## EXTRACT TO READ
☆ ☆ ☆ ☆ ☆ ☆ ☆

Q1. Which among the following chronology is correct regarding four ‘samvatas’ ?
Ans: (*) Samvat is any of the various Hindu calendars. In India, there are several calendars in use. The Saka Samvat is associated with 78 A.D; Gupta Samvat with 320 A.D; and Hijri Samvat with 622 A.D. The first year of Hijri era was the Islamic year beginning in AD 622 during which the emigration of Muhammad from Mecca to Medina, known as the Hijra, occurred. The Gregorian calendar, also called the Western calendar and the Christian calendar, is the internationally accepted civil calendar. It was introduced by Pope Gregory XIII, after whom the calendar was named, by a decree signed on 24 February, 1582.
Q2. The home of Gargi, Maitrey, and Kapila was at
(a) Vidisha (b) Ujjain
(c) Pataliputra (d) Mithila
Ans: (d) The name ‘Mithila‘ goes back to Puranic times. It occurs in the Mahabharata and in Pali literature. According to the Puranic tradition the name has been derived from that of Mithi (son of Nimi) King of Ayodhya and grandson of Manu who founded a kingdom which was called Mithila after him. It is associated with Valmiki, Ashtavakra, Yajnavalkya, Udayana, Mahavira, Kanada, Jaimini and Kapila as well as the women philosophers, such as, Gargi, Maitreyi, Bharati and Katyayani. After the era of the Ramayana it is said that the three seats of culture in Vedic period – Kosala, Kasi and Videha – merged to form the Vajjians confederacy and the centre of political gravity shifted from Mithila to Vaishali.
Q3. Which area of India was known as Avantika in ancient times ?

☆ ☆ ☆ ☆ ☆ ☆ ☆

## EXERCISE A
Copy the quiz on Indian history starting with "Q1. Which among" and going on through "24 February, 1582.", changing "Pope Gregory XIII" to "Pope Gregory the Thirteenth".
The rows that come next have nothing to do with the quiz on Indian history.

☆ ☆ ☆ ☆ ☆ ☆ ☆

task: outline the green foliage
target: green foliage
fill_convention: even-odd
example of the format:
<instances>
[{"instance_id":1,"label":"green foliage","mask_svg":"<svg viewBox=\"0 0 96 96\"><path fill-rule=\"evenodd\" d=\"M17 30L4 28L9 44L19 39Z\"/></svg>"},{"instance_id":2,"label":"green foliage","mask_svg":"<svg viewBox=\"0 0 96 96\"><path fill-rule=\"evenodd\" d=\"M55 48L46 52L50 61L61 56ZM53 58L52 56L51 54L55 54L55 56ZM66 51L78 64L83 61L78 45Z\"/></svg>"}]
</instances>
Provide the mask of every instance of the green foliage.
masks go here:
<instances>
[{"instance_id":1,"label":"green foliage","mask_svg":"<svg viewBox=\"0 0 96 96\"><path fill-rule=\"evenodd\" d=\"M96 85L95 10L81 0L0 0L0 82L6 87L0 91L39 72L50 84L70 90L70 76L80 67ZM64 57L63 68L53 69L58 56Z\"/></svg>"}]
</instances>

☆ ☆ ☆ ☆ ☆ ☆ ☆

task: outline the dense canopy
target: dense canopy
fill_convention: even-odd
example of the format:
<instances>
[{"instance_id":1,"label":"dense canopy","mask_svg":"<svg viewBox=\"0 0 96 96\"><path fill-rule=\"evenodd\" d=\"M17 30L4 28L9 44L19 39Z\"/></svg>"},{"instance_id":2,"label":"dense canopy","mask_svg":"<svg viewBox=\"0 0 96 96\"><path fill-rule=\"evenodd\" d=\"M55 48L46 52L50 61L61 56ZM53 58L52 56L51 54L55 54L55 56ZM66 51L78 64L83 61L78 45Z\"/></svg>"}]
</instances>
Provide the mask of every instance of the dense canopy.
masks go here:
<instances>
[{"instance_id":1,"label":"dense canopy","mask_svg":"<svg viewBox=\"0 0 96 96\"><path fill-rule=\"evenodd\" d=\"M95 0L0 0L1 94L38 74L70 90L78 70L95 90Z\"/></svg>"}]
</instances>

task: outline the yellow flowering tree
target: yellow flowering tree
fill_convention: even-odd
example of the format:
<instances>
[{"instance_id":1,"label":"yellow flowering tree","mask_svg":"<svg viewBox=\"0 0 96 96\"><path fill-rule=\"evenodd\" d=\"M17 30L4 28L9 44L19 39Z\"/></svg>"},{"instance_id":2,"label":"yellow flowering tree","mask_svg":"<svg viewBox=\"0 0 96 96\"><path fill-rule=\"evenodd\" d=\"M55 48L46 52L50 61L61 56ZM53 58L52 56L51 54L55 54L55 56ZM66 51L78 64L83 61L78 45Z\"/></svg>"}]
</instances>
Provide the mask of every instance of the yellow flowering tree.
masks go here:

☆ ☆ ☆ ☆ ☆ ☆ ☆

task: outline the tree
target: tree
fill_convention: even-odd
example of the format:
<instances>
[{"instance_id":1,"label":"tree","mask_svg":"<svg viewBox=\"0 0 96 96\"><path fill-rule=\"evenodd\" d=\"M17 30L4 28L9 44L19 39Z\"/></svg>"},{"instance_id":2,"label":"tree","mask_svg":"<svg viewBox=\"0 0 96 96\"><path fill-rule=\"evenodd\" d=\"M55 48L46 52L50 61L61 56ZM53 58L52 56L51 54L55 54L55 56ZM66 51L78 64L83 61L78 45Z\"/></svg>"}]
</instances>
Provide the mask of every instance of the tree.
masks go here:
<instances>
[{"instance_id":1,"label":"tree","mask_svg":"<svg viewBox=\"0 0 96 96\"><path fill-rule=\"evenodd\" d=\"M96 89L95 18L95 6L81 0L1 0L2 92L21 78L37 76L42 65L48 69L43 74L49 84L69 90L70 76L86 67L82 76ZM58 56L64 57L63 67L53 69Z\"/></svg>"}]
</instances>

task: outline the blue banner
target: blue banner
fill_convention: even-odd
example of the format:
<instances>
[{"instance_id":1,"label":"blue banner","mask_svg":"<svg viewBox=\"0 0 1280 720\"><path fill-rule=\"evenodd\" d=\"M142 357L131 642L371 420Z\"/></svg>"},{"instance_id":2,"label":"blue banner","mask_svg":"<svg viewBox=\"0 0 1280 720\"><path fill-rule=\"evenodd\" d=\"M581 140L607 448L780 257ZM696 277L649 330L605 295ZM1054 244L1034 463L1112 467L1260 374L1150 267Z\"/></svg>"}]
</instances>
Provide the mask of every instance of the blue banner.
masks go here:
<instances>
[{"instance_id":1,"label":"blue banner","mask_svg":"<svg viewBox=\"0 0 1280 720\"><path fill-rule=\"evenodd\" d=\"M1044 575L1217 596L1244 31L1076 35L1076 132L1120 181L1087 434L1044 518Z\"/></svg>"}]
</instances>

☆ ☆ ☆ ☆ ☆ ☆ ☆

## EXERCISE B
Gather every line of the rows that contains the string "banner", treating uppercase and lowercase as different.

## RESULT A
Q1. Which among the following chronology is correct regarding four ‘samvatas’ ?
Ans: (*) Samvat is any of the various Hindu calendars. In India, there are several calendars in use. The Saka Samvat is associated with 78 A.D; Gupta Samvat with 320 A.D; and Hijri Samvat with 622 A.D. The first year of Hijri era was the Islamic year beginning in AD 622 during which the emigration of Muhammad from Mecca to Medina, known as the Hijra, occurred. The Gregorian calendar, also called the Western calendar and the Christian calendar, is the internationally accepted civil calendar. It was introduced by Pope Gregory the Thirteenth, after whom the calendar was named, by a decree signed on 24 February, 1582.

## RESULT B
task: outline the blue banner
target: blue banner
[{"instance_id":1,"label":"blue banner","mask_svg":"<svg viewBox=\"0 0 1280 720\"><path fill-rule=\"evenodd\" d=\"M142 357L131 642L371 420Z\"/></svg>"},{"instance_id":2,"label":"blue banner","mask_svg":"<svg viewBox=\"0 0 1280 720\"><path fill-rule=\"evenodd\" d=\"M581 140L607 448L780 257ZM696 277L649 330L605 295ZM1054 244L1034 463L1112 467L1260 374L1150 267Z\"/></svg>"}]
Provide the mask of every instance of the blue banner.
[{"instance_id":1,"label":"blue banner","mask_svg":"<svg viewBox=\"0 0 1280 720\"><path fill-rule=\"evenodd\" d=\"M1044 575L1217 596L1244 31L1076 35L1076 132L1120 181L1087 434L1044 518Z\"/></svg>"}]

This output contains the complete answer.